#### The data ####

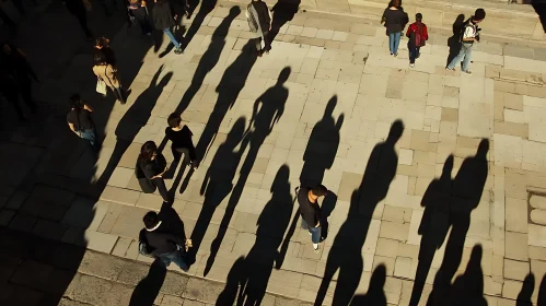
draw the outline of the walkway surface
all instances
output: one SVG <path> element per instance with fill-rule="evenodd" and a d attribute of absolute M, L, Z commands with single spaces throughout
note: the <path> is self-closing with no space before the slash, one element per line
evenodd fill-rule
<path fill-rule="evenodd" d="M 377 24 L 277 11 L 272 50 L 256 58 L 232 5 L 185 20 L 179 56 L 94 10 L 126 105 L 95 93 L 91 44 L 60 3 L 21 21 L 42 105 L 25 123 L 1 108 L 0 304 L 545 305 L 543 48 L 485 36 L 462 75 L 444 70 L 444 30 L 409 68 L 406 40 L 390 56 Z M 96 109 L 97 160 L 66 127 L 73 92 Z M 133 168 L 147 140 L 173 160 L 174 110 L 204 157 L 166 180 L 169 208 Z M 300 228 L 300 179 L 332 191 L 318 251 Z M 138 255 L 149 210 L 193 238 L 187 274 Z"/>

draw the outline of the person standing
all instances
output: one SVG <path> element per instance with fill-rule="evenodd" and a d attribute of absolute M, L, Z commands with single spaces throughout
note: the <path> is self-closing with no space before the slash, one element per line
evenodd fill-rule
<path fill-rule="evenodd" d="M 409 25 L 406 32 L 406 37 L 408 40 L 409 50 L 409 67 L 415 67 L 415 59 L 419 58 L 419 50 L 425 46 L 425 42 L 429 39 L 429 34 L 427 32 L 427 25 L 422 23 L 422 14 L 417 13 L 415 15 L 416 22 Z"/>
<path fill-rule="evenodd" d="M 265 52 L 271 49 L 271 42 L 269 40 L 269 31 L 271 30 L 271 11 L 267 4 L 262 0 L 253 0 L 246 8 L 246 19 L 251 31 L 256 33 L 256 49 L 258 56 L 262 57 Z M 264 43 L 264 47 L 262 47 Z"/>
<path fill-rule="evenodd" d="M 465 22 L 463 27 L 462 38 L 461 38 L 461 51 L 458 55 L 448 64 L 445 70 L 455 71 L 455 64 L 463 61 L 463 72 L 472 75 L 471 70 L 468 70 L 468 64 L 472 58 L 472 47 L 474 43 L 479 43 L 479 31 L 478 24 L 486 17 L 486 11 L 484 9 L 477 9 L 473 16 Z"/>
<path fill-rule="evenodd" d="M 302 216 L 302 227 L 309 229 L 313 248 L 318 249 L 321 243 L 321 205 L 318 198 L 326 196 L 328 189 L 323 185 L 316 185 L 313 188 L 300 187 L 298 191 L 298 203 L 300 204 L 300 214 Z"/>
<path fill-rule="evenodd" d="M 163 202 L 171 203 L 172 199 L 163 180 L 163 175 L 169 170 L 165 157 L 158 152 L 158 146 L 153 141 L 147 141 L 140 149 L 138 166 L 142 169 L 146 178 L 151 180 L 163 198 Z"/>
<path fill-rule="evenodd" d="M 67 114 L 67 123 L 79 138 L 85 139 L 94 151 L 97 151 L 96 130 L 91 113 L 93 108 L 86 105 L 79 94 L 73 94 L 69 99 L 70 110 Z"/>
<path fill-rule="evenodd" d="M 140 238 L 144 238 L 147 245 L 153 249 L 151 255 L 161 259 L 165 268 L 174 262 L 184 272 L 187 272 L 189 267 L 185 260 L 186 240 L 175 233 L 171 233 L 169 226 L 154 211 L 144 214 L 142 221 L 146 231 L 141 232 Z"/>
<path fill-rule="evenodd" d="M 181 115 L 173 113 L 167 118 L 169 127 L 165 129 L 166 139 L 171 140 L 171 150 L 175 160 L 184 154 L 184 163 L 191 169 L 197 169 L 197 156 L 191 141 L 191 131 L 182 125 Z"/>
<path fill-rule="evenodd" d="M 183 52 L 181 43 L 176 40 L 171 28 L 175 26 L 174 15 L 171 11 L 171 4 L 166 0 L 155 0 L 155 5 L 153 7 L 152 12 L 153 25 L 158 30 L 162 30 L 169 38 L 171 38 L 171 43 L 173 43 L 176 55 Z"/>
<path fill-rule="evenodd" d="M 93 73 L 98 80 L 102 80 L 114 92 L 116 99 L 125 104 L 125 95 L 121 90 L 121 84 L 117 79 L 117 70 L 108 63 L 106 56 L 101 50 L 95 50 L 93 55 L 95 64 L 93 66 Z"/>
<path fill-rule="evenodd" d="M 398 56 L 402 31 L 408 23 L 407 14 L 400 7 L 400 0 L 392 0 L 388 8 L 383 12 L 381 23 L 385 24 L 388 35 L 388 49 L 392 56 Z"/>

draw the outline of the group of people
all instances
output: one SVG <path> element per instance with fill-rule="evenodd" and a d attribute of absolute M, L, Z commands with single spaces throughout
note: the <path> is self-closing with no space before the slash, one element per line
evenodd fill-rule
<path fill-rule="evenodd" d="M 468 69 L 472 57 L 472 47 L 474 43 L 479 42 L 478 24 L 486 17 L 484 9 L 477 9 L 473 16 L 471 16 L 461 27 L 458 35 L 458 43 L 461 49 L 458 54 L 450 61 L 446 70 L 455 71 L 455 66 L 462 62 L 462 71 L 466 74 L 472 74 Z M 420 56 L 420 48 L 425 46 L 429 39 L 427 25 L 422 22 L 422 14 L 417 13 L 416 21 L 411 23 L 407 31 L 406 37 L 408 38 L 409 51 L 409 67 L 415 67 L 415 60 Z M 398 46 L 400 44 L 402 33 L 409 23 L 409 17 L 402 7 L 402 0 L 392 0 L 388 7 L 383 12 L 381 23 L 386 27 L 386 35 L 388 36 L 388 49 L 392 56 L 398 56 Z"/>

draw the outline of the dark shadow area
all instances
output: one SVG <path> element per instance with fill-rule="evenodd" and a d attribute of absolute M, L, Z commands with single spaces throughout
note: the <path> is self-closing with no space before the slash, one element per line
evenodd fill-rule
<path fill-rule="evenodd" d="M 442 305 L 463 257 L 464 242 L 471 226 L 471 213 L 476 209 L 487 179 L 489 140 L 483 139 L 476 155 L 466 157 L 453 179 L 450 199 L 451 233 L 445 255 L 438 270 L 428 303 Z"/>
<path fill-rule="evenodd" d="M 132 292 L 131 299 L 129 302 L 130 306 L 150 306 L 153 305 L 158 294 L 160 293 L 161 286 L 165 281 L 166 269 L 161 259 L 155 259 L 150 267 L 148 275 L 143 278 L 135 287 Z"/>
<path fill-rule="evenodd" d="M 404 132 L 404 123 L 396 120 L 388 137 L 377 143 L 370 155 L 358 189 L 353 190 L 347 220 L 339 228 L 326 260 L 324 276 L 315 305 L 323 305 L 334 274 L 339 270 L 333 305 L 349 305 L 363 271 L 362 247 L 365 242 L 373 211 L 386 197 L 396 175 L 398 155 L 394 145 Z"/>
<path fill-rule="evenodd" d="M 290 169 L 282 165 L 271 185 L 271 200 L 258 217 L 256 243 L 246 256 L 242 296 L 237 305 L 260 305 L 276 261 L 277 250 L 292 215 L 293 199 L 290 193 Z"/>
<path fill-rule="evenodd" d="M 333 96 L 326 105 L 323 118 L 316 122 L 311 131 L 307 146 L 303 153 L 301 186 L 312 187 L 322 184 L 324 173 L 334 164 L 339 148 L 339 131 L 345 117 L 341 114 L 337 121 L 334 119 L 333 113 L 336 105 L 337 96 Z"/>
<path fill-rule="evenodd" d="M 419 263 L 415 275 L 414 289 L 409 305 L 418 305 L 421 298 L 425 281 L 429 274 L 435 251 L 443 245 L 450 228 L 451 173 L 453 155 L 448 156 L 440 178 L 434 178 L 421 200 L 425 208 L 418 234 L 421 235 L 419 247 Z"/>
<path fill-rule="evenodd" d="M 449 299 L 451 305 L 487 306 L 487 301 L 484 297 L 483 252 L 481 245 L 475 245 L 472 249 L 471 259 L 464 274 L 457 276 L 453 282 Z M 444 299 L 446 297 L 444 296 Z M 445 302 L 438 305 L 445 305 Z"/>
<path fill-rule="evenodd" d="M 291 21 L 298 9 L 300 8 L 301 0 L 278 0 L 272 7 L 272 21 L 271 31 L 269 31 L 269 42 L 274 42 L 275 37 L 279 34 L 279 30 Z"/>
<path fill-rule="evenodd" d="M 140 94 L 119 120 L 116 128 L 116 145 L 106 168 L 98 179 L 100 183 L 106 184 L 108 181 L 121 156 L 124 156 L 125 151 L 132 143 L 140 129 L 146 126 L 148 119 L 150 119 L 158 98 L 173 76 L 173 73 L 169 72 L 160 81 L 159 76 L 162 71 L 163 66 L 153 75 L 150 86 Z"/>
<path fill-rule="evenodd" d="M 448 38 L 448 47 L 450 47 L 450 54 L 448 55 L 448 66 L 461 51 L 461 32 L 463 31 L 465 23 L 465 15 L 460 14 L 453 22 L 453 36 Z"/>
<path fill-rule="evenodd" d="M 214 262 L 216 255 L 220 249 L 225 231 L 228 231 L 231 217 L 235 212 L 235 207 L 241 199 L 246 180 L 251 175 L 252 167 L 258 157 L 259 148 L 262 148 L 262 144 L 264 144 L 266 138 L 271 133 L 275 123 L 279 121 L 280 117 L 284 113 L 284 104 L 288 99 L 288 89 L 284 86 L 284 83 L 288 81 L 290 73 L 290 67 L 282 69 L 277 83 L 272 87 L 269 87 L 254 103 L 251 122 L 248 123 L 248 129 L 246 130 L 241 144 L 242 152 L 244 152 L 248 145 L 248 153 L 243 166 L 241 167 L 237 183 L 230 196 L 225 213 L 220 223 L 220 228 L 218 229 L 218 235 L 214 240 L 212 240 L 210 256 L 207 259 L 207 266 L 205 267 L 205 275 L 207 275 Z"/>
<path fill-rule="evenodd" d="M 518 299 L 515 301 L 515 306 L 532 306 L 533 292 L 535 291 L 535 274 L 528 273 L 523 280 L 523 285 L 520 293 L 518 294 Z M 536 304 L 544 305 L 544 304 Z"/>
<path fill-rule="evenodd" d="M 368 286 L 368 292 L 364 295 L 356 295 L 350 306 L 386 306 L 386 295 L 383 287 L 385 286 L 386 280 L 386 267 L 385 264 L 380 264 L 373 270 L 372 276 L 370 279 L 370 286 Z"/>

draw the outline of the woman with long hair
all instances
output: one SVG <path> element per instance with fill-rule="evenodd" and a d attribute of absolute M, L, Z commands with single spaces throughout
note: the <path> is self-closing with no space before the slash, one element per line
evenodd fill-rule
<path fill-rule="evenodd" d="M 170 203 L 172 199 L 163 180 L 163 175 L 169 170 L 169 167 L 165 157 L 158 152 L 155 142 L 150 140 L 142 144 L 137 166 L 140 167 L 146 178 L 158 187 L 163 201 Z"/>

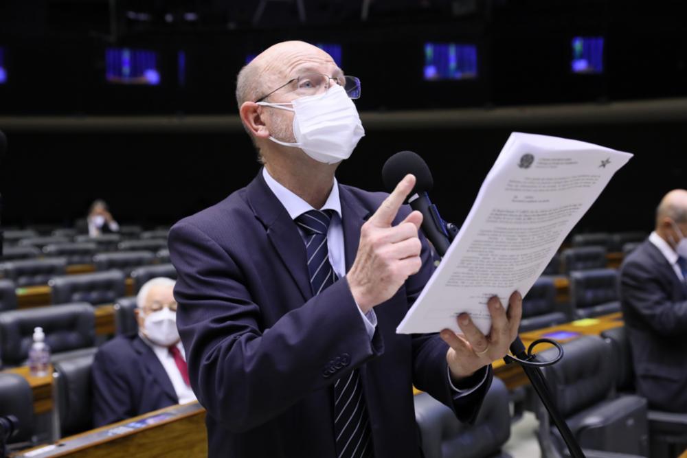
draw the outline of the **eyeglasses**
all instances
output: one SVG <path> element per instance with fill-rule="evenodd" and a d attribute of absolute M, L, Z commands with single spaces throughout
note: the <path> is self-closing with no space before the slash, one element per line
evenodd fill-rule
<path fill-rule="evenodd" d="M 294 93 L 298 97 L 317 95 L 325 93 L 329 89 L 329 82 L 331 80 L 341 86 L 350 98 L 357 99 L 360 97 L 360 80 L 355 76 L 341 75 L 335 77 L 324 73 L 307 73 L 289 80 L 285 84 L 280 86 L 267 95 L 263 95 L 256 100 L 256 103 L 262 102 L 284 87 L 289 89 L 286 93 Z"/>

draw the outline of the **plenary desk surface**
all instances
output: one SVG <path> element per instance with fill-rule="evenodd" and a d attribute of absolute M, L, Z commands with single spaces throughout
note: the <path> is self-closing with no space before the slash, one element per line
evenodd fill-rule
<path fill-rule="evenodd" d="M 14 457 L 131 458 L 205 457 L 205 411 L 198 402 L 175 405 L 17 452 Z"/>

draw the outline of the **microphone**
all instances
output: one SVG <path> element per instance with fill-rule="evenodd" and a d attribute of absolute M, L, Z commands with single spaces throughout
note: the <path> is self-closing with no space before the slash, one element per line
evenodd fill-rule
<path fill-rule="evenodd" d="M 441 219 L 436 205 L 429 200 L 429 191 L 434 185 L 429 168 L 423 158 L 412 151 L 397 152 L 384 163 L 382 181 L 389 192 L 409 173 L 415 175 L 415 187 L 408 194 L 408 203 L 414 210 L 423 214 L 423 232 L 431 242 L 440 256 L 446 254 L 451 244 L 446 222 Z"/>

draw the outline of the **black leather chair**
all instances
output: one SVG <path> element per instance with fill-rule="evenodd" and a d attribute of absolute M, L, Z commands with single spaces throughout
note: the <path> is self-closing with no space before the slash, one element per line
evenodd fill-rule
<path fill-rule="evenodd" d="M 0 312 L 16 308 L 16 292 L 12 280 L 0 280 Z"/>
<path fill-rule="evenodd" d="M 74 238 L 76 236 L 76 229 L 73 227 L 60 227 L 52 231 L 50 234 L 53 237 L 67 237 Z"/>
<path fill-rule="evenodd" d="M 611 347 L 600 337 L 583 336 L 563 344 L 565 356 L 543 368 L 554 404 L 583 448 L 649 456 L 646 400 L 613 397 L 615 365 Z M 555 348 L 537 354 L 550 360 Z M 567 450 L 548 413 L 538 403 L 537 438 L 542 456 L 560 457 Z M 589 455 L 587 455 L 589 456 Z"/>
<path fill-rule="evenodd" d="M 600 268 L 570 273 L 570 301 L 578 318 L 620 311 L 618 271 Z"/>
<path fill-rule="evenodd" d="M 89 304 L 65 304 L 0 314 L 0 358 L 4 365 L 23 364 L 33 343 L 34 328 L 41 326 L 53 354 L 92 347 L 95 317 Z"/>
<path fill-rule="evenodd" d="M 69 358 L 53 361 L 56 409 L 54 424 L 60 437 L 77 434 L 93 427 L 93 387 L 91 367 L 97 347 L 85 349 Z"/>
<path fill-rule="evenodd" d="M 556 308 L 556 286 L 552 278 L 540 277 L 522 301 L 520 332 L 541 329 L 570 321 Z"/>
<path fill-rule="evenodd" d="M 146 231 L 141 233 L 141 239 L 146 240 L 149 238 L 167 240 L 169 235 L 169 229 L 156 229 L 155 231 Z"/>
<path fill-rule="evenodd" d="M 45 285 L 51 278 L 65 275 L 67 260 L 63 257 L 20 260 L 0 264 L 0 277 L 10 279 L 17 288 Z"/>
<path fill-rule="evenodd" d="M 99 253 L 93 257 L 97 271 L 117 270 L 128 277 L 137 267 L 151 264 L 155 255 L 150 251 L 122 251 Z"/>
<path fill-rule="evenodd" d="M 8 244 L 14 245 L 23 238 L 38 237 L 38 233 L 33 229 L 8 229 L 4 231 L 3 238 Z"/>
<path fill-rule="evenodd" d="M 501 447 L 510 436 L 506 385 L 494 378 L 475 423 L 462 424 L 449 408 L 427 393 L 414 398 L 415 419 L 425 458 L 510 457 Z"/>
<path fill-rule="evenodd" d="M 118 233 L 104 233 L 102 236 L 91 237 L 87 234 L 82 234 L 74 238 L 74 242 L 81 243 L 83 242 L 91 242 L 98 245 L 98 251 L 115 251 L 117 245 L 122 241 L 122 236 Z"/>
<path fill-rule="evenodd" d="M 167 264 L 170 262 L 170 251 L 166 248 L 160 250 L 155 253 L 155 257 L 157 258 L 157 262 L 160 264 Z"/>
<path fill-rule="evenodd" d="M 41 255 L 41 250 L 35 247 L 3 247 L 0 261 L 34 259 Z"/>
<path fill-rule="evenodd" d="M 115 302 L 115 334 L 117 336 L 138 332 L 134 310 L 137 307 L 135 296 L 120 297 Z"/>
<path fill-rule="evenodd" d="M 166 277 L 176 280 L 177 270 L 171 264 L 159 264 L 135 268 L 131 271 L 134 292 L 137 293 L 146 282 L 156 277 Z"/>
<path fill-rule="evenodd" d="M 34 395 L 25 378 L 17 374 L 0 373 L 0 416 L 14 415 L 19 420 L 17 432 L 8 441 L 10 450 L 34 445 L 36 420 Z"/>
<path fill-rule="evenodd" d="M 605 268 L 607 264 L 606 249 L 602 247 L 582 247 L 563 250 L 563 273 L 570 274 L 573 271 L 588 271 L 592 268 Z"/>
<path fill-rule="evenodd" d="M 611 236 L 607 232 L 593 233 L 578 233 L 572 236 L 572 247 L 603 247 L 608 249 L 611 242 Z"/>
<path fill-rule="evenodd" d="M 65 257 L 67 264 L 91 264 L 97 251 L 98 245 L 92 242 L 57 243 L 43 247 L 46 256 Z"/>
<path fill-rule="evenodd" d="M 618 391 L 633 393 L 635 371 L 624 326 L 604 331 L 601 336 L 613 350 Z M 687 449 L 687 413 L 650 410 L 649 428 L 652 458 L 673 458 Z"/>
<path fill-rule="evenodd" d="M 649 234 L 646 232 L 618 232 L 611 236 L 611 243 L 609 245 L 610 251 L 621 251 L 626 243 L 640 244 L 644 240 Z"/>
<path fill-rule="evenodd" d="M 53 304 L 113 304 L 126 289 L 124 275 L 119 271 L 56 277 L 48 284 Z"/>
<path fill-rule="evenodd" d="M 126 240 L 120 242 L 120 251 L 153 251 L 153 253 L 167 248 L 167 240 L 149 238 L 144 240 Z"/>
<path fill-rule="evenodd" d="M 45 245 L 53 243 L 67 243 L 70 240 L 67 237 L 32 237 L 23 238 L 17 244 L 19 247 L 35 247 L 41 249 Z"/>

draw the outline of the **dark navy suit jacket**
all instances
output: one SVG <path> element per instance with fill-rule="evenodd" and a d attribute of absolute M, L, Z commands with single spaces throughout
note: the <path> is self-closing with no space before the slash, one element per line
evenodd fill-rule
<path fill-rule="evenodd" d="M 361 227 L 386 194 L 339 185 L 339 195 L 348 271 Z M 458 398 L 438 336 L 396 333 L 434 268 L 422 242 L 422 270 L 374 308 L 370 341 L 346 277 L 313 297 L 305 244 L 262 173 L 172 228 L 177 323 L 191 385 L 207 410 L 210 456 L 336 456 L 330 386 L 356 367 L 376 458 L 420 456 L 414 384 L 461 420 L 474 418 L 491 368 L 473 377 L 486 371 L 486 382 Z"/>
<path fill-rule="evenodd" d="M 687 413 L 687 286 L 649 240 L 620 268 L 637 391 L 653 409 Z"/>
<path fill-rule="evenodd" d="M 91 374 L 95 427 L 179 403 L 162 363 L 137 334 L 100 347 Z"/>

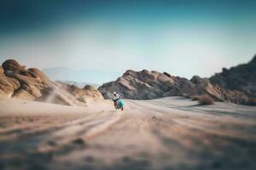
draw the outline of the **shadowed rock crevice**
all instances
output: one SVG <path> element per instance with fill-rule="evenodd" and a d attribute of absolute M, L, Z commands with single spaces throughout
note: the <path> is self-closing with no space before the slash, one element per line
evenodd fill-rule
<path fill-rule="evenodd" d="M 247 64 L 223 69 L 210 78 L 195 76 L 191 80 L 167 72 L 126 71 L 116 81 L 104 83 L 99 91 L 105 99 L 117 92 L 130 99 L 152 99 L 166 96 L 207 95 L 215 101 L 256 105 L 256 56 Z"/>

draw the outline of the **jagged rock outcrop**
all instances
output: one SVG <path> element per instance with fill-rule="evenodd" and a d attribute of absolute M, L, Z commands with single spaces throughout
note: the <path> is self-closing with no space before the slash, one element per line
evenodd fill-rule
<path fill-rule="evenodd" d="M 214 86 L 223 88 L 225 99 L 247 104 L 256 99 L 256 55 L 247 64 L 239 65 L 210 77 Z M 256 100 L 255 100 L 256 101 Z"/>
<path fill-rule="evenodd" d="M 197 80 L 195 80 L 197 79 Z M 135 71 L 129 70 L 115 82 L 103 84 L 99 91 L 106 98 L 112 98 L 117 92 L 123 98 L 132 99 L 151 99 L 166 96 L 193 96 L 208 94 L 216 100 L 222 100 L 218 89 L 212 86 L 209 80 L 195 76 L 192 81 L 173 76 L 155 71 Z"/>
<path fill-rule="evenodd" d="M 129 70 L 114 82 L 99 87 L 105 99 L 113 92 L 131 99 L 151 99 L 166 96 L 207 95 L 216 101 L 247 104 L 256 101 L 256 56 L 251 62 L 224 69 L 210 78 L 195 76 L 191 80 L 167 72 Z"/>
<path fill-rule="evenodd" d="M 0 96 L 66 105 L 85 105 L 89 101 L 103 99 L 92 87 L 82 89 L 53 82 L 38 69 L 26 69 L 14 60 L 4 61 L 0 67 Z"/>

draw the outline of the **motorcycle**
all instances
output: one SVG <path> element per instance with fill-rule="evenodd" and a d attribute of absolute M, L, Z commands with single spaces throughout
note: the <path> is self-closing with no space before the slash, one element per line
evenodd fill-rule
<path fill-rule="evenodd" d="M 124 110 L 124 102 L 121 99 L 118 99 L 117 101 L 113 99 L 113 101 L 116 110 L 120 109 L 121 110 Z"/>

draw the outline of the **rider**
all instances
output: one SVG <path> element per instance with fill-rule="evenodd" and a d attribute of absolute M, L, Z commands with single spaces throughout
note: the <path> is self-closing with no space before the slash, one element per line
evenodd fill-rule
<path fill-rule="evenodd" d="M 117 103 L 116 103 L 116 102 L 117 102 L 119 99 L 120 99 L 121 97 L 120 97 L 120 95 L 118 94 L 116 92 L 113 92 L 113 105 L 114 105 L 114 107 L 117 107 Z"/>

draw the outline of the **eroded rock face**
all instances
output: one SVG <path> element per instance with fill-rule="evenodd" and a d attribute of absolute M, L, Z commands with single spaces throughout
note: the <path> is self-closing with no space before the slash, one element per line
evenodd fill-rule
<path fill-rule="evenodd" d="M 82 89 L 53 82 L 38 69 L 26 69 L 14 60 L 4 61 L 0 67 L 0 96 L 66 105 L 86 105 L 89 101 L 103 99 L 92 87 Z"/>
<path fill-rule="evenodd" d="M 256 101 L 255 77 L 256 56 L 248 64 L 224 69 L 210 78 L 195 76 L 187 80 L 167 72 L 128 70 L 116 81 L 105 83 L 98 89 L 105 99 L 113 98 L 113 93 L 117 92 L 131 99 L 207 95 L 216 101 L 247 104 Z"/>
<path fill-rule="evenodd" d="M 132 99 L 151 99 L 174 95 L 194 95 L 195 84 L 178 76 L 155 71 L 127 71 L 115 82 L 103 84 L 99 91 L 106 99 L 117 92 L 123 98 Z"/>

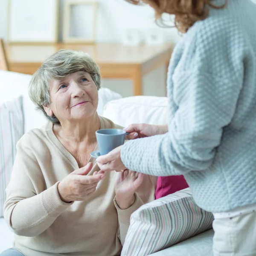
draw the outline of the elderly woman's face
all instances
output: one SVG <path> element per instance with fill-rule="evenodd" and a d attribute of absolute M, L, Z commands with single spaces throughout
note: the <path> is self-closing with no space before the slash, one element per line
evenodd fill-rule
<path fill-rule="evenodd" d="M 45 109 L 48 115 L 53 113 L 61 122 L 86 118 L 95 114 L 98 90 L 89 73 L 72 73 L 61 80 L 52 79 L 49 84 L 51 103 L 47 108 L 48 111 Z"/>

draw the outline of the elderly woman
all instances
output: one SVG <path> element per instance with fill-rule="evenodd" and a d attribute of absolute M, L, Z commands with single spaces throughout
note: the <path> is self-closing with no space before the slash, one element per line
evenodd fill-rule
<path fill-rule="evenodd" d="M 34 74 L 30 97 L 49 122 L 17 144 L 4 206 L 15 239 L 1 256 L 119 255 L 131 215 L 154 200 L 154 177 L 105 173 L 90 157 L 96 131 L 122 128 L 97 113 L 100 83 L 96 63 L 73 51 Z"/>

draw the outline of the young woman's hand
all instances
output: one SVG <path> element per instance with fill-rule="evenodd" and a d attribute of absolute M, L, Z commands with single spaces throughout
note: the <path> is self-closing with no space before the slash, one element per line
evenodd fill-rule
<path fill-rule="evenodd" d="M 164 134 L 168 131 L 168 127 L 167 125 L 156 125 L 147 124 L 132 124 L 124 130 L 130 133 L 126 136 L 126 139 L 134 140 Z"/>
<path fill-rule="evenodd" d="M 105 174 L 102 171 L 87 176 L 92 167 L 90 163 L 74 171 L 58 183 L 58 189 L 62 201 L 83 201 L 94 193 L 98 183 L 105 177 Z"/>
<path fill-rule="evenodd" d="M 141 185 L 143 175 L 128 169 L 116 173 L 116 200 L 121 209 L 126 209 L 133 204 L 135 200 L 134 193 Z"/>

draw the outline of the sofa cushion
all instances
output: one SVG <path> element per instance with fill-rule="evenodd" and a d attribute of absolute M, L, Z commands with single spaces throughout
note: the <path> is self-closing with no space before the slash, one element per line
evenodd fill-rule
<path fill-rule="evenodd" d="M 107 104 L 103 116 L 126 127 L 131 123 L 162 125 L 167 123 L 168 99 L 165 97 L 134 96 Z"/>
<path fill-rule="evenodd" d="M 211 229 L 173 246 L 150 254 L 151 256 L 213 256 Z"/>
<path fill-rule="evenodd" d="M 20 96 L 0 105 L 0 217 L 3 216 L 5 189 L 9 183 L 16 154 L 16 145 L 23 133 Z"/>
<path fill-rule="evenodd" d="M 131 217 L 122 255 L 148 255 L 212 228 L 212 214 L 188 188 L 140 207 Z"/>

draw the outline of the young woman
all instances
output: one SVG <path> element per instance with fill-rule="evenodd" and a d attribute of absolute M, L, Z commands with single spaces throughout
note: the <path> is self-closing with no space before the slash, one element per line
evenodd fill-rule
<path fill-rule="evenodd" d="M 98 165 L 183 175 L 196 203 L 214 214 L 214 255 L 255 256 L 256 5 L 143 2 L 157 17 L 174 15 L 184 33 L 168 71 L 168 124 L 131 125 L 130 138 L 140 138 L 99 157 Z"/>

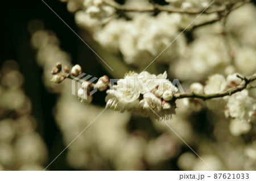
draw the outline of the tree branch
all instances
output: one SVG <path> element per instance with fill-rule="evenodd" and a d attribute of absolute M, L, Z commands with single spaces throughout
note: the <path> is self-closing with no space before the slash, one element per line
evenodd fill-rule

####

◆ **Your instructions**
Copy the lines from the line with "draw the outline of the **rider**" to the line with "117 103 L 116", reproducing them without any change.

◆ **The response**
draw the outline of the **rider**
all instances
output: one SVG <path> element per instance with fill-rule="evenodd" and a d attribute of absolute M, L, Z commands with single spaces throughout
note: the <path> is self-closing with no space before the slash, one element per line
evenodd fill-rule
<path fill-rule="evenodd" d="M 117 103 L 116 103 L 116 102 L 117 102 L 119 99 L 120 99 L 121 97 L 120 97 L 120 95 L 118 94 L 116 92 L 113 92 L 113 105 L 114 105 L 114 107 L 117 107 Z"/>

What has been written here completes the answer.